- Opening Delimiter -

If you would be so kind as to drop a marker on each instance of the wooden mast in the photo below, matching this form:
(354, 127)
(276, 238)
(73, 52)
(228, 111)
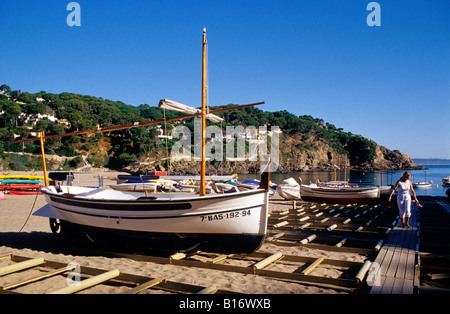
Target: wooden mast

- Closing Delimiter -

What the task asks:
Scan the listing above for the word "wooden" and show each line where it is found.

Exercise solution:
If you would be so kind as to drop a marker on each instance of the wooden mast in the photo below, matching this form:
Target: wooden mast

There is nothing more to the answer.